* **Exercise brief**
Each line should be copied exactly.

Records
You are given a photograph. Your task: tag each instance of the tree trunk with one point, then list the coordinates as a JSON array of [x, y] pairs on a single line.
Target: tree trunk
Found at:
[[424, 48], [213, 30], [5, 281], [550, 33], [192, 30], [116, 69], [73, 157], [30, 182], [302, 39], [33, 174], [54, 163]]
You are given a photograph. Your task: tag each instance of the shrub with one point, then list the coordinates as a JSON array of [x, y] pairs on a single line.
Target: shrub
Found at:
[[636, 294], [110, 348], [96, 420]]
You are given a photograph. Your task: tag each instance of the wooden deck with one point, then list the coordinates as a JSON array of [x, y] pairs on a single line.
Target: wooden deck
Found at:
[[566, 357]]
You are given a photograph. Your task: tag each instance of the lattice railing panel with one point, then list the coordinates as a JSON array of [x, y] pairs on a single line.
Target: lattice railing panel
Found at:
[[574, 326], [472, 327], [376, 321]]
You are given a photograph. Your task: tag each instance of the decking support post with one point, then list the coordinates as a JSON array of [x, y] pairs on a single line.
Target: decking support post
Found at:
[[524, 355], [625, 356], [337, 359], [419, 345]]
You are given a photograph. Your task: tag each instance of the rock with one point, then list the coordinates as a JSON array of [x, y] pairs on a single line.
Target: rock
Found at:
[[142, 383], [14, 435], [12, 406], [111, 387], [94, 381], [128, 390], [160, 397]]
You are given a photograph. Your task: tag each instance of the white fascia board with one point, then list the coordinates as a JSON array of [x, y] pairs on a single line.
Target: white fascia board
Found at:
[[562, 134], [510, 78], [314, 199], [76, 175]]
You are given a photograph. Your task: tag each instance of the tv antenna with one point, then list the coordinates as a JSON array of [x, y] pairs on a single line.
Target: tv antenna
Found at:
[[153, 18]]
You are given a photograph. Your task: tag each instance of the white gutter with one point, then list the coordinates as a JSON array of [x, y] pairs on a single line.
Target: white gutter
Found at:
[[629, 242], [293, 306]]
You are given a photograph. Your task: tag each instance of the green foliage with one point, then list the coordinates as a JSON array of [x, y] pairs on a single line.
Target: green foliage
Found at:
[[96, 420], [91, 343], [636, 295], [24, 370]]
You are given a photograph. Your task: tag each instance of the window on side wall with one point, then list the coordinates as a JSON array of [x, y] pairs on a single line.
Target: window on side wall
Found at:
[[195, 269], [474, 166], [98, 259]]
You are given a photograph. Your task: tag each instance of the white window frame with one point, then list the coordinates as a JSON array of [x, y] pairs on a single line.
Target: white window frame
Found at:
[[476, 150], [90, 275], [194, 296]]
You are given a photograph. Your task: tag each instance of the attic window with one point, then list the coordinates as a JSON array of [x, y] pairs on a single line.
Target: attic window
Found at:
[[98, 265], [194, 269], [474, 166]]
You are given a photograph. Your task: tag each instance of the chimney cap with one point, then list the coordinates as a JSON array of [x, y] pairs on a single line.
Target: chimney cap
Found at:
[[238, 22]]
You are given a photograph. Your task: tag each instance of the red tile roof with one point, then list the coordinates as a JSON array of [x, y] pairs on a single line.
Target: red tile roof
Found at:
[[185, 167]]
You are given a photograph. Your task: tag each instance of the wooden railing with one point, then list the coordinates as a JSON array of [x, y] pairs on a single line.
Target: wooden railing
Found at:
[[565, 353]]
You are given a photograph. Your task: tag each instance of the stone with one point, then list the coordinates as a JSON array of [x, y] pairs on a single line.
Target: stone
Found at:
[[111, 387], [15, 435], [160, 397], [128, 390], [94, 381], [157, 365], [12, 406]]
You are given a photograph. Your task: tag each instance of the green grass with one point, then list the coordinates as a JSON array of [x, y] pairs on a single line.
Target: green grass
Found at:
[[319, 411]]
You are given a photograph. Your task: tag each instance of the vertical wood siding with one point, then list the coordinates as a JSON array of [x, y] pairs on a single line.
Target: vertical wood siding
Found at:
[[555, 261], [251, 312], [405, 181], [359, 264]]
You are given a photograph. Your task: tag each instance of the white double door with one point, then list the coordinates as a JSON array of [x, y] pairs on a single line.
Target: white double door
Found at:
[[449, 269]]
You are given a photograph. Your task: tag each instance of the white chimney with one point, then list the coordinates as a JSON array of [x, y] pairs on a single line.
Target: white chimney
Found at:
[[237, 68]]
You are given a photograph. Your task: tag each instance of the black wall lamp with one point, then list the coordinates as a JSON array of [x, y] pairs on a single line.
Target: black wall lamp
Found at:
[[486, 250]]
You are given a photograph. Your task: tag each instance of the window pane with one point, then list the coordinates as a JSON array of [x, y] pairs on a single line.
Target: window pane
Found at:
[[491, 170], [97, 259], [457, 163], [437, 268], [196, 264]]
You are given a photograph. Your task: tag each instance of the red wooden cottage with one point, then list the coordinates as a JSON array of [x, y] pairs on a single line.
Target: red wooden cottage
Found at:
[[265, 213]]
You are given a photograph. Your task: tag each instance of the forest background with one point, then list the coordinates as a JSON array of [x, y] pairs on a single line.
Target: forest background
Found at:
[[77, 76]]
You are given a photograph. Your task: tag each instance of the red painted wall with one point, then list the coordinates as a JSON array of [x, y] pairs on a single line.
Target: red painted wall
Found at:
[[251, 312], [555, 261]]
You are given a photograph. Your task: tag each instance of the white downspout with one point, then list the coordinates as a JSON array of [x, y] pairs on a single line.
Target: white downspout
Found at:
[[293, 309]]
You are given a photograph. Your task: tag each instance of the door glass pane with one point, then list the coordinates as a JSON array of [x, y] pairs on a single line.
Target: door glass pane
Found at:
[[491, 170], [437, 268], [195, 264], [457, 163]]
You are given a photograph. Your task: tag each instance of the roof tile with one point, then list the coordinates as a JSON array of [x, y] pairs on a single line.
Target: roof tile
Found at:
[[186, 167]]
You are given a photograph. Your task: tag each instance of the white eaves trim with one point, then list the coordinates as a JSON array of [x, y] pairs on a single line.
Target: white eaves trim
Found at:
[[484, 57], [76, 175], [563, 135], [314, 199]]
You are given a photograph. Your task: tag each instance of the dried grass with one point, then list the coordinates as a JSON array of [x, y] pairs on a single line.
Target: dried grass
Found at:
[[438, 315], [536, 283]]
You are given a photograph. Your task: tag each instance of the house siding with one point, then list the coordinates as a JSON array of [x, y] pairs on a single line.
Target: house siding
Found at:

* **Solved problem**
You are given a photograph. Your task: tag each instance of the tree trunk with one point, then list the coordinates as a JSON array of [x, y] pairs on a single line.
Target: tree trunk
Found at:
[[424, 48], [213, 30], [5, 281], [550, 33], [192, 30], [116, 69], [73, 157], [30, 182], [302, 39], [33, 174], [54, 163]]
You are given a photograph. Your task: tag each instance of the shrub with one point, then list the coordinates as a JSON array of [x, y] pairs on a single line.
Target: shrub
Found at:
[[636, 294], [110, 348], [96, 420]]
You are given a photograph. Your task: tag each instance of the wooden deck with one point, then list the coordinates as a JSON array of [x, y] pairs on a single line.
Target: wooden deck
Found at:
[[566, 357]]
You are given a photograph. Your task: tag each instance of the lattice railing panel with one point, then list the coordinates as a JSON array of [x, y] pairs on a single line.
Target: lattice railing panel
Found at:
[[574, 326], [472, 327], [376, 321]]
You are given a photograph. Your task: tag each instance of the decking support post with one point, then list the coordinates as a JSON array of [x, y] pairs on a single line.
Target: decking support post
Found at:
[[524, 355], [625, 356], [337, 359], [419, 345]]
You are given a photograph. Your task: tag each instance of the rock with one point, then list the coordinates as a JSON array of [x, y] pairs on a single line.
Target: rock
Found at:
[[142, 383], [14, 435], [12, 406], [111, 387], [94, 381], [128, 390], [160, 397]]
You are given a photograph. Your task: tag each instance of the white fascia board with one point, then list the coordinates as a JSON array of [x, y] pairs on a single line.
Target: white fascia board
Found at:
[[562, 134], [510, 78], [314, 199], [76, 175]]
You are given a photograph. Your task: tag each instance of the tv antenna with one point, then list the coordinates as a JSON array of [x, y] pairs on a single line.
Target: tv antenna
Found at:
[[153, 18]]
You are given a photograph. Your task: tag each instance of the white gutter with one point, then list the coordinates as a JSON array of [x, y] pairs on a single line.
Target: white gutter
Found at:
[[629, 242], [293, 306]]
You are given a photograph. Your task: tag each instance of the green foliage with one point, then list the coordinates as a JSON array of [x, y] pairs on a single line.
Target: green foliage
Found at:
[[96, 420], [91, 343], [636, 295], [24, 370]]
You are given a photograph. Your task: tag each instance of the window on side wall with one point, then list the coordinates as a JSON array of [x, y] pairs on a single line.
Target: window on side wall
Found at:
[[195, 269], [474, 166], [98, 259]]
You are given a photograph. Your task: tag each instance of the white window frame with one point, then list the coordinates as a JSON array of [x, y] pairs on a single line.
Target: white window frame
Found at:
[[476, 150], [90, 275], [194, 296]]
You are given a photograph. Your task: tag each instance of the attic window with one point, then list the coordinates as a JSON array of [x, y] pairs on a single line.
Target: attic window
Found at:
[[98, 265], [194, 269], [474, 166]]
You are given a photograph. Your task: tag each instance of the chimney cap with one point, then list the coordinates as a JSON array of [x, y] pairs on a single line.
Target: chimney cap
Found at:
[[238, 22]]
You are given a photograph. Your task: tag each instance of the red tile roof with one point, then list the coordinates as a JSON array of [x, y] pairs on a single line.
Target: red tile roof
Found at:
[[185, 167]]
You are given a photograph. Your task: tag each instance of the wooden railing with one point, then list the coordinates as a JSON array of [x, y] pairs on a single line.
Target: wooden railing
Found at:
[[565, 353]]
You are given a photograph. Your task: tag each instance of the stone with one point, then list the coordinates as a JSON array of [x, y] pairs on a single line.
Target: stone
Found at:
[[111, 387], [15, 435], [160, 397], [128, 390], [94, 381], [157, 365], [12, 406]]
You are given a photograph. Your task: tag each instance of the green grass with one point, then list the coordinates as a JSON array of [x, y] pairs on a single line.
Target: green grass
Found at:
[[319, 411]]
You are given a photograph. Your task: tag each instance of the vertical wood siding with one point, then list the coordinates as a JSON array of [x, y] pairs on a single line.
Target: vertical wood siding
Found at:
[[555, 261], [251, 312], [405, 181], [359, 264]]
You are given a photograph. Your task: tag each instance of the white double door with one point, then list the coordinates as a JSON array of [x, y] pairs on a single line.
Target: white double door
Found at:
[[449, 269]]
You are given a photograph. Your task: tag each instance of the white chimney with one point, then list the coordinates as a JSON array of [x, y] pairs on a single line.
Target: white chimney
Found at:
[[237, 68]]
You are given a photograph. Your task: tag each instance of the black wall lamp with one point, then list the coordinates as a JSON array of [x, y] pairs on a single line.
Target: black wall lamp
Found at:
[[486, 250]]
You are given a photograph. Your task: tag each instance of the window pane with one point, then list the coordinates as a JSON array of [x, y] pairs on a single line.
Target: window pane
Found at:
[[491, 170], [97, 259], [457, 163], [437, 268], [196, 264]]
You are given a photograph. Your task: tag each instance of the red wooden cottage with one point, then list the coordinates as a JSON array of [x, y] pairs on a single line.
Target: red wooden cottage
Found at:
[[265, 213]]
You are given a photograph. Your task: tag each instance of the forest background with one point, then list the coordinates as a JSON array of [x, y] pairs on a single line.
Target: forest background
Found at:
[[77, 76]]
You are given a photograph. Your task: tag each instance of the red painted wall with one point, then list the coordinates as a JSON array of [x, y] pairs on a single line.
Target: red painted wall
Found at:
[[251, 312], [555, 261]]
You are given a photograph. Your task: tag each instance of the white downspout with one point, then list the coordinates as a JSON array of [x, y] pairs on a single line.
Target: white downspout
Found at:
[[293, 309]]
You are given a photograph. Your task: tag each instance of the door glass pane with one point, then list the coordinates as a JSON array of [x, y] pairs on a single line.
Target: door glass pane
Found at:
[[491, 170], [437, 268], [195, 264], [457, 163]]
You are given a photograph. Your task: tag each instance of the roof tile with one point, then list the coordinates as a JSON array of [x, y] pairs on a single line.
Target: roof tile
Found at:
[[186, 167]]
You are given a photograph. Your task: tag each instance of the white eaves trim with one point, then list the coordinates as a JSON array of [x, y] pairs on a single line.
Target: white eaves trim
Found at:
[[484, 57], [76, 175], [563, 135], [314, 199]]
You are given a photograph. Your task: tag each instance of the dried grass with one point, then list the coordinates as a JSON array of [x, y] pairs on a single line.
Target: dried grass
Found at:
[[438, 315], [536, 283]]
You are given a photograph. Your task: tag each instance of the house siding with one point, then list the coordinates as a JSON array of [x, y] pairs on a single line.
Target: house siding
Found at:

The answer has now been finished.